▶ _What this task involves_:
In the report on the Kampala bombings below, rewrite the part that opens with the words containing "In a statement" and closes with "Democratic Forces (ADF).", renaming "Enanga" as "the spokesperson" wherever it occurs.

▶ _Excerpted passage_:
Police have identified the three people who lost their lives in the deadly double suicide bombings in Kampala city centre on Tuesday.
In a statement issued on Wednesday, Uganda Police Spokesperson Fred Enanga identified the victims as PC Kungu Amos, a police officer attached to Kampala Central Police Station (CPS), Basibe Ismail who also died on spot at CPS and Christopher Sande, who died on spot from the bomb attack along Parliamentary Avenue.
“May their souls rest in eternal peace. We want to assure the families of the deceased that we shall ensure the perpetrators behind the terror acts are brought to book, in pursuit of justice for their loved ones,” Enanga said.
The police mouthpiece also cautioned Ugandans that terrorist threats are real and are from a known enemy, the Allied Democratic Forces (ADF).
” We believe thet could bw having a wider ideological motive of violence towards our citizens and country, but we are determined to track them all down and hold their agents, operatives and collaborators accountable for the senseless terrorist attacks,” Enanga further assured Ugandans.

▶ _Exercise data_:
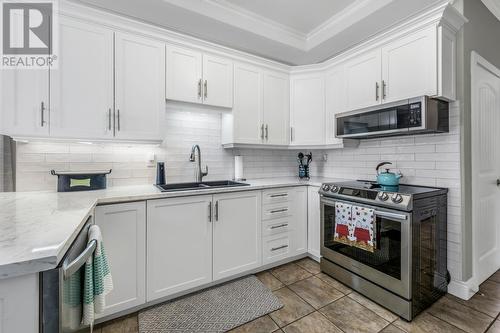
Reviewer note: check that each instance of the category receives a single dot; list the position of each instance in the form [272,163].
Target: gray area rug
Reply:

▶ _Reply to the exercise_:
In a statement issued on Wednesday, Uganda Police Spokesperson Fred the spokesperson identified the victims as PC Kungu Amos, a police officer attached to Kampala Central Police Station (CPS), Basibe Ismail who also died on spot at CPS and Christopher Sande, who died on spot from the bomb attack along Parliamentary Avenue.
“May their souls rest in eternal peace. We want to assure the families of the deceased that we shall ensure the perpetrators behind the terror acts are brought to book, in pursuit of justice for their loved ones,” the spokesperson said.
The police mouthpiece also cautioned Ugandans that terrorist threats are real and are from a known enemy, the Allied Democratic Forces (ADF).